Neues vom Stadtschreiber...


Ginsheimer Faselstall - Leihgabe vom HVV Ginsheim

 

Der Ginsheimer Faselstall

(von: Hans-Benno Hauf, Stadtschreiber in Ginsheim-Gustavsburg - veröffentlicht im Februar 2022)

Diesen Faselstall gibt es schon lange nicht mehr. Er befand sich in der Frankfurter Straße, dort wo sich heute der Kinderspielplatz befindet.

Doch was bedeutet das Wort „Fasel“? Im Duden ist als Erläuterung zu lesen: das Zuchttier. Im Faselstall[1] erfolgte also die gemeindeeigene Vatertierhaltung. Und die ist in Ginsheim ausweislich alter Schriften schon lange nachweisbar.

Das Faselvieh (Bullen, Eber, Ziegenböcke) war in Privatbesitz von mehreren Bauern und Gutshöfen, bis 1896/97 der Faselstall gebaut wurde. Schon 1449 wird ein Ginsheimer namens Seibel mit einem Gulden bezahlt, weil er den Gemeindezuchtbullen in den Stall gebracht hatte. Und 1558 sind Zuchtbullen- und Eberhaltung in Rechnungslegungen des Bürgermeisters aufgeführt.

1784 erwähnt Landgraf Max Ludwig von Hessen das Ginsheimer „Faßel-Vieh“. 1834 erstellt ein Schreiber ein Heberegister für das Faselvieh in Ginsheim, unterschieden nach Muttervieh, Namensliste der Besitzer, Anzahl der gedeckten Kühe und Namen der 105 Viehbesitzer.

1856 muss der Bürgermeister dem Kreisamt über die Anschaffung eines Faselochsen berichten. 1887 attestiert der Kreisveterinärarzt dem Peter Daum die „Beschädigung“ dessen Kuh durch den Gemeindezuchtbullen.

Im September 1891 brannte nachts, verursacht von einem Nachtlager suchenden Stromer, die Pfarrscheuer ab. Wegen großer Gefahr für die Stallungen des Ph. Stahl I. in unmittelbarer Nachbarschaft, wo das Gemeindefaselvieh stand, musste dieses in eine Seitengasse der Rheinstraße evakuiert werden. 1918 brandversichert die Gemeinde drei Bullen, einen Eber und zwei Ziegenböcke.

Mit Wirkung zum 1. April 1919 legt der Gemeinderat die Vergütung des Faselwärters neu fest, 1926 schließen die Gemeinde und Phil. Horst über die Faselviehhaltung einen Vertrag. Noch kurz vor der Eingemeindung nach Mainz erstellt die Gemeinde im Dezember 1929 eine Statistik zur Faselhaltung.

Beim Verkauf eines Faselochsen mit einem Gewicht von 20 Zentnern erzielt die Ortsverwaltung im Oktober 1934 vierhundertfünfund-siebzig Mark. 1952 kauft der Gemeindevorstand zwei Ziegenböcke für den Faselstall, zwei Jahre zuvor kostet ein angeschaffter Eber 400 Mark, 1953 ein Faselbulle 1745 Mark. 1960 betragen die Deckgebühren für Rinder 14, für Schweine 12 und für Ziegen 2,50 Mark.
--*--
=== Schriftliche Aufgabe 1 ===
Prüfe, ob die folgenden Aussagen mit dem Text über den Ginsheimer Faselstall übereinstimmen. Antworte jeweils mit Ja oder Nein und zitiere die entscheidenden Worte des Textes wörtlich. (a) Der Faselstall wurde 1896/97 gebaut. (b) 1918 versicherte die Gemeinde vier Bullen gegen Brand. (c) 1960 betrug die Deckgebühr für Ziegen 2,50 Mark.

[Punktmarkierungen für Fotos]
--*--
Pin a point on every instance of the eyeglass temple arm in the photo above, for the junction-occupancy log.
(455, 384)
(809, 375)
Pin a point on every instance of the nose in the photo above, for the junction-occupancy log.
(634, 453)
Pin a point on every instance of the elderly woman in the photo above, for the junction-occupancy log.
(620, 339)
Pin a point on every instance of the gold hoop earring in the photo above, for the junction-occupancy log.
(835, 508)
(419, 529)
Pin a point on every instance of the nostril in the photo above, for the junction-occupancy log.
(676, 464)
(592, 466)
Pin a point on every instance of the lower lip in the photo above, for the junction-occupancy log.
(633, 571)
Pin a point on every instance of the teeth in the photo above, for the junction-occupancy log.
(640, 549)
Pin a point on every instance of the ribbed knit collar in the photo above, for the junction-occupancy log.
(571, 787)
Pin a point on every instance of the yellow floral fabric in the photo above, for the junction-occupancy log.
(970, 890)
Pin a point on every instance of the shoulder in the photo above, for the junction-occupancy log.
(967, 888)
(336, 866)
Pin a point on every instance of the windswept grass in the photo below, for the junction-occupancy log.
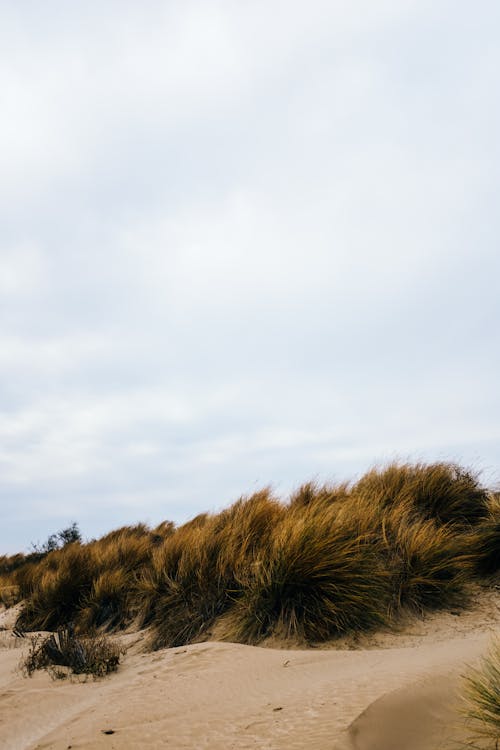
(482, 696)
(444, 492)
(313, 580)
(334, 559)
(93, 655)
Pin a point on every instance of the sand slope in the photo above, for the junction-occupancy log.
(395, 691)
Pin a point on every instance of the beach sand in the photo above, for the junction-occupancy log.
(389, 691)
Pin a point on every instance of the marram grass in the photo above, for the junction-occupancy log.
(482, 696)
(334, 559)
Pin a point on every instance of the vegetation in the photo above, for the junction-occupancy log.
(334, 559)
(482, 694)
(63, 653)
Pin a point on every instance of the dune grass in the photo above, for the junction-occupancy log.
(63, 653)
(333, 559)
(482, 697)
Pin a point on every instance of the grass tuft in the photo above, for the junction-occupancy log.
(94, 655)
(482, 696)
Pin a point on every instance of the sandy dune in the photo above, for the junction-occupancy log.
(391, 692)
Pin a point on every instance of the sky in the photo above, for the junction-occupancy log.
(242, 244)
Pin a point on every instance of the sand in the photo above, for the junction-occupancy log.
(391, 691)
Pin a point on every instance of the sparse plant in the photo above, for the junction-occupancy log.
(94, 655)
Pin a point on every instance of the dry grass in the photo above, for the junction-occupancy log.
(93, 655)
(335, 558)
(482, 696)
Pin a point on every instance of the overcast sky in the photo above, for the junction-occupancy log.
(241, 244)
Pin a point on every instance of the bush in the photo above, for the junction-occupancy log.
(444, 492)
(94, 655)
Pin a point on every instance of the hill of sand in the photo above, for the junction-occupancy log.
(391, 691)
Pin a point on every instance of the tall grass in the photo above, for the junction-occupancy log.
(334, 559)
(482, 695)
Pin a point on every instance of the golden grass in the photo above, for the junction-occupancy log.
(334, 559)
(482, 697)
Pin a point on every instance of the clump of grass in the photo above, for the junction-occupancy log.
(485, 541)
(430, 566)
(57, 585)
(315, 579)
(334, 559)
(482, 696)
(94, 655)
(193, 578)
(444, 492)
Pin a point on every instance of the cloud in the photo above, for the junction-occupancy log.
(241, 246)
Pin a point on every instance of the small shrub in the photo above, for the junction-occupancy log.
(94, 655)
(482, 696)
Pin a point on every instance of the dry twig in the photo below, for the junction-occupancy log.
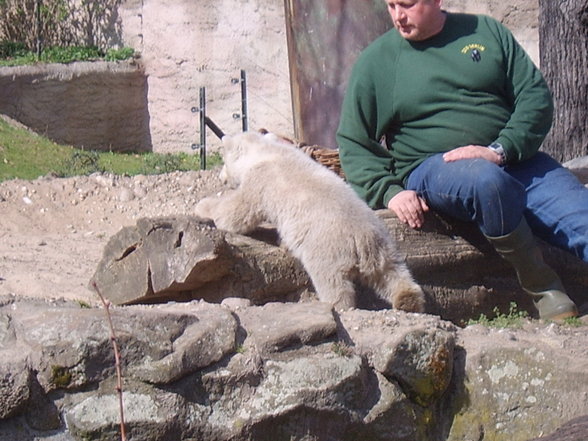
(119, 381)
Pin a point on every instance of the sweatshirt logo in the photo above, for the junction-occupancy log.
(475, 50)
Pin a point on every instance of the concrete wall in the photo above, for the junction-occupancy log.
(188, 44)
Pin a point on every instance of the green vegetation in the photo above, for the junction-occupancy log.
(25, 155)
(514, 318)
(60, 376)
(16, 54)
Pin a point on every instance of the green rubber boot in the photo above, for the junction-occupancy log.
(535, 277)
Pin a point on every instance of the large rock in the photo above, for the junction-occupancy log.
(98, 105)
(280, 372)
(574, 430)
(184, 258)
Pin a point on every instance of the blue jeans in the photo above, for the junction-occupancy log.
(550, 197)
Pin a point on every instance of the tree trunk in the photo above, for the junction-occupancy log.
(563, 45)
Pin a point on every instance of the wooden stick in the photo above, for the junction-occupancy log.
(117, 358)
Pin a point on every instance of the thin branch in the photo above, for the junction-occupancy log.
(117, 358)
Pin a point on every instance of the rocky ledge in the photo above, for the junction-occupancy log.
(281, 371)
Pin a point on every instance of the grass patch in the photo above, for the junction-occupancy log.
(26, 155)
(14, 54)
(514, 318)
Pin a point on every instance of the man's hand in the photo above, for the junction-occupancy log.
(472, 152)
(409, 207)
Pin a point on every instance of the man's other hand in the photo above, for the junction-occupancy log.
(472, 152)
(409, 207)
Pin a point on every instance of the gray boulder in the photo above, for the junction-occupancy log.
(282, 371)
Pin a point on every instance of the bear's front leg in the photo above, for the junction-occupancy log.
(206, 207)
(234, 211)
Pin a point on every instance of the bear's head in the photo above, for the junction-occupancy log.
(240, 153)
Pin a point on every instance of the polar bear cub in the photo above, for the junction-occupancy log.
(338, 239)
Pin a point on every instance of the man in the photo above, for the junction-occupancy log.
(446, 111)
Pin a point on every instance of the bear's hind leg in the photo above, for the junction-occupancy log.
(399, 289)
(336, 290)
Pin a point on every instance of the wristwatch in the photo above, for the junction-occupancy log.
(496, 147)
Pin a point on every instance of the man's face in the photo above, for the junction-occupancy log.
(416, 20)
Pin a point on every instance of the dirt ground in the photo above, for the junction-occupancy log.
(53, 230)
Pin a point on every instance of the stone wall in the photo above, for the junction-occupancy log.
(186, 45)
(98, 105)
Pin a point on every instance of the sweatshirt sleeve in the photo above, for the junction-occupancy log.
(367, 164)
(531, 102)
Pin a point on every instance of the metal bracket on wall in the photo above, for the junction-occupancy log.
(205, 121)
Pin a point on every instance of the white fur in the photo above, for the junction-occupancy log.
(320, 219)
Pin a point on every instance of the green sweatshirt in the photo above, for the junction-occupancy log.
(470, 84)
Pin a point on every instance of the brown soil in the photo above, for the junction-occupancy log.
(53, 230)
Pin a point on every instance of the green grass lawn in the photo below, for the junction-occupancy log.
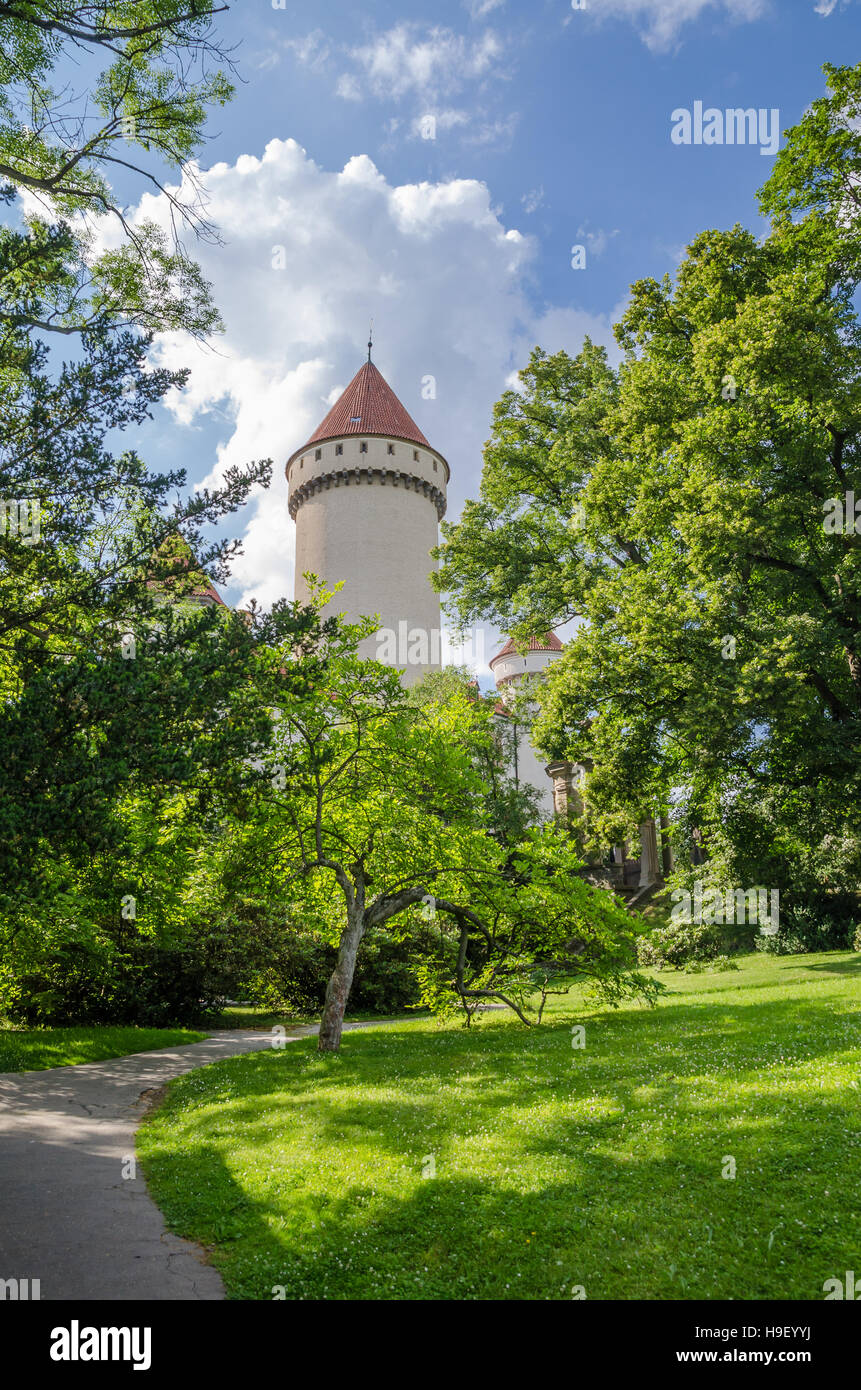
(554, 1166)
(34, 1050)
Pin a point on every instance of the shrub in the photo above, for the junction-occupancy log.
(819, 925)
(676, 944)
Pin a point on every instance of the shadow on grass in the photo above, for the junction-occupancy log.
(625, 1198)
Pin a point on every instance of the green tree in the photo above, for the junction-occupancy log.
(376, 809)
(678, 509)
(71, 142)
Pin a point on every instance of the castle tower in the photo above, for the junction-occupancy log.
(367, 492)
(511, 670)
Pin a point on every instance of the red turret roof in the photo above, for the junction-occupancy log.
(550, 642)
(369, 406)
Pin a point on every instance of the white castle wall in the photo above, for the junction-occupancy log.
(372, 519)
(509, 672)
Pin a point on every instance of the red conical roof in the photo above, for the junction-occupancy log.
(550, 642)
(369, 406)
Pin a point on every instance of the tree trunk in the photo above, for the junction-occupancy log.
(340, 984)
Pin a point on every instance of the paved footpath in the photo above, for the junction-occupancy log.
(67, 1216)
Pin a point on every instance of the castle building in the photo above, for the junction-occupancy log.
(367, 494)
(513, 672)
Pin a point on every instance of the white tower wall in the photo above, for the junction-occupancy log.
(369, 516)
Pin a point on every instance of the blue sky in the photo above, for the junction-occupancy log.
(552, 128)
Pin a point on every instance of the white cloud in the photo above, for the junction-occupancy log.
(412, 60)
(477, 9)
(596, 242)
(436, 267)
(313, 50)
(431, 263)
(533, 200)
(661, 21)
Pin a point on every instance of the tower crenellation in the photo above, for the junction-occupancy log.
(367, 492)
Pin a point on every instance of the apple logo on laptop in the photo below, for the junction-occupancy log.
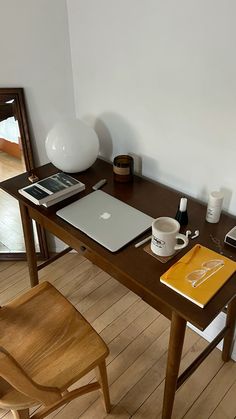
(105, 215)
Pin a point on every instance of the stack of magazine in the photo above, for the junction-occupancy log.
(52, 189)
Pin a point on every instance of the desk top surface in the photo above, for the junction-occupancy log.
(134, 267)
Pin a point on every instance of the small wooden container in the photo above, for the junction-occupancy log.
(123, 167)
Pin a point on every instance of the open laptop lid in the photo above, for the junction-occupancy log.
(107, 220)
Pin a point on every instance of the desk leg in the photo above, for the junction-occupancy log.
(29, 244)
(177, 333)
(230, 323)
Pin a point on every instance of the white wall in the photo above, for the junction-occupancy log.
(157, 78)
(35, 55)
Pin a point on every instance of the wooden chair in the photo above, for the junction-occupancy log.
(46, 346)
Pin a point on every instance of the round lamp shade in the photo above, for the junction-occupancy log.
(72, 146)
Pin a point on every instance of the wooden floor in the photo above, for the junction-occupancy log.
(138, 338)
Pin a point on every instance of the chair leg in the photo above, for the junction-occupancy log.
(102, 378)
(20, 414)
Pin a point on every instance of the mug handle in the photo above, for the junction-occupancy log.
(184, 239)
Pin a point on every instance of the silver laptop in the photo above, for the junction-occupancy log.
(107, 220)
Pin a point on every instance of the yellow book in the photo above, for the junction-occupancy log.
(199, 274)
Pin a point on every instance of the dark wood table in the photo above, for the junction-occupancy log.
(135, 268)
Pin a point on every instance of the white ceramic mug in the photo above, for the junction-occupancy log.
(165, 232)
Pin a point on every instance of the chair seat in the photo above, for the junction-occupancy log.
(50, 339)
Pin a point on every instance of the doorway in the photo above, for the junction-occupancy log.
(15, 157)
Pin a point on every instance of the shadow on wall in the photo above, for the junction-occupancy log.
(117, 136)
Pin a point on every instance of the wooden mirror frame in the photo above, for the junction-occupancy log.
(17, 94)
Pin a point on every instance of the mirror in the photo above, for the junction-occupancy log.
(16, 157)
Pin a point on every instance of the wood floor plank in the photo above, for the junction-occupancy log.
(217, 388)
(227, 407)
(137, 336)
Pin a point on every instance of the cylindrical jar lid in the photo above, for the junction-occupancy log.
(216, 198)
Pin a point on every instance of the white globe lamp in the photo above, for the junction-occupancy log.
(72, 146)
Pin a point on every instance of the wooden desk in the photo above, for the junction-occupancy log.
(135, 268)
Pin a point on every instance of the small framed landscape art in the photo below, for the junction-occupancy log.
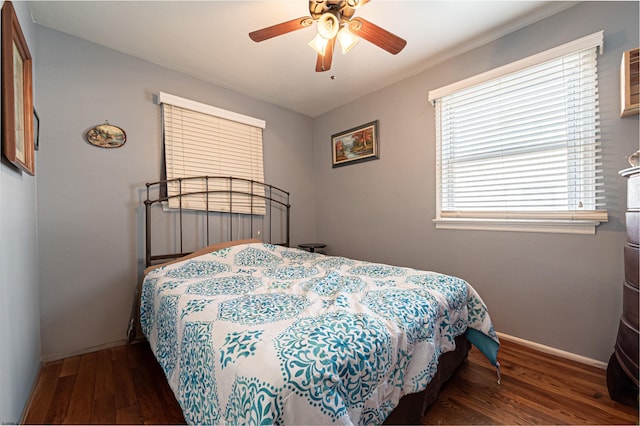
(355, 145)
(17, 94)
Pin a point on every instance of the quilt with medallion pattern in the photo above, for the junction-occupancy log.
(263, 334)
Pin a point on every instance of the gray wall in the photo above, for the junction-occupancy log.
(562, 291)
(19, 290)
(89, 216)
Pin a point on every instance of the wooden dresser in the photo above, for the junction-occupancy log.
(622, 371)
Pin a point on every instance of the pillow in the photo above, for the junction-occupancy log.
(208, 249)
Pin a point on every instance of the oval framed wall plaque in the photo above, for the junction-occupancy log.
(106, 136)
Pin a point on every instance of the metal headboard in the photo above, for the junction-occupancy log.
(276, 202)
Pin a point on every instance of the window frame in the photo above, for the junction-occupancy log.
(190, 132)
(572, 222)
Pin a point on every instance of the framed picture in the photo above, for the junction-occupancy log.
(17, 94)
(36, 130)
(355, 145)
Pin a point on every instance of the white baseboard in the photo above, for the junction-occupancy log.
(50, 358)
(553, 351)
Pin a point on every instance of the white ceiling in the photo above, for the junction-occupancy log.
(209, 40)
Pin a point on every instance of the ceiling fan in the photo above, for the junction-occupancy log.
(335, 22)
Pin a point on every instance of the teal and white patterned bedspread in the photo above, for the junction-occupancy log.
(262, 334)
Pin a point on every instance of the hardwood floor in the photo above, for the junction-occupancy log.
(125, 385)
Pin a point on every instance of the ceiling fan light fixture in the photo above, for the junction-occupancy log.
(347, 39)
(328, 25)
(319, 44)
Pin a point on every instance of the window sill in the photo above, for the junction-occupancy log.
(555, 226)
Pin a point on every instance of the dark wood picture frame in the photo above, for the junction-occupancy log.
(355, 145)
(17, 94)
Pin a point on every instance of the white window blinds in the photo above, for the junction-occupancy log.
(524, 144)
(200, 140)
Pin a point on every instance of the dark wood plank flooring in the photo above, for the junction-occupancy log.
(125, 385)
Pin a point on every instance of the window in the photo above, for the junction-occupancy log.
(201, 140)
(518, 147)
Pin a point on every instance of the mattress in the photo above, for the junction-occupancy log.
(257, 333)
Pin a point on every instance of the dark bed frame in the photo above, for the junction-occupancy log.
(276, 202)
(412, 407)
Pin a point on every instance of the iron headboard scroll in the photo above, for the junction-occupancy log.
(269, 196)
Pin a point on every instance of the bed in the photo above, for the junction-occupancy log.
(251, 331)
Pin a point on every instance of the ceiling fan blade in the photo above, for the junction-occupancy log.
(279, 29)
(377, 35)
(323, 62)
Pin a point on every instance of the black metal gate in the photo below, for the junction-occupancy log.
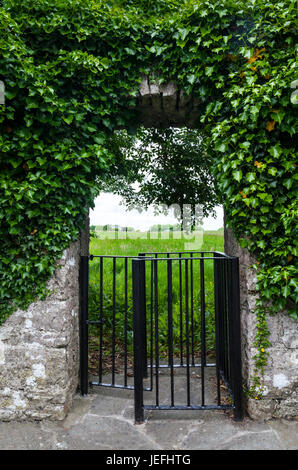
(166, 325)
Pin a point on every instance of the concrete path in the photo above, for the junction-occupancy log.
(104, 421)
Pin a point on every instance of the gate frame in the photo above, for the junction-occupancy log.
(139, 332)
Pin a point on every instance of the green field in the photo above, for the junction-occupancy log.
(114, 290)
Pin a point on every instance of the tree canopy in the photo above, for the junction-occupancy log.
(163, 167)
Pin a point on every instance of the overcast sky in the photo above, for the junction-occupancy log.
(108, 210)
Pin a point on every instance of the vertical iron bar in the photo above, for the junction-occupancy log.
(236, 340)
(226, 293)
(137, 326)
(125, 322)
(191, 312)
(170, 327)
(151, 326)
(217, 324)
(203, 350)
(84, 278)
(100, 319)
(187, 333)
(143, 312)
(114, 322)
(156, 332)
(220, 315)
(181, 311)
--*--
=== Schriftliche Aufgabe 2 ===
Sammle alle Zeilen der Datensätze, in denen das Wort „concrete“ vorkommt.

=== Schriftliche Antwort 1 ===
(a) Ja: „bis 1896/97 der Faselstall gebaut wurde“
(b) Nein: „1918 brandversichert die Gemeinde drei Bullen, einen Eber und zwei Ziegenböcke.“
(c) Ja: „1960 betragen die Deckgebühren für Rinder 14, für Schweine 12 und für Ziegen 2,50 Mark.“

=== Schriftliche Antwort 2 ===
Pin a point on every instance of the concrete wall in the photo above, for the junction-occupancy log.
Pin a point on every instance of the concrete path in the photo above, for the junction-occupancy log.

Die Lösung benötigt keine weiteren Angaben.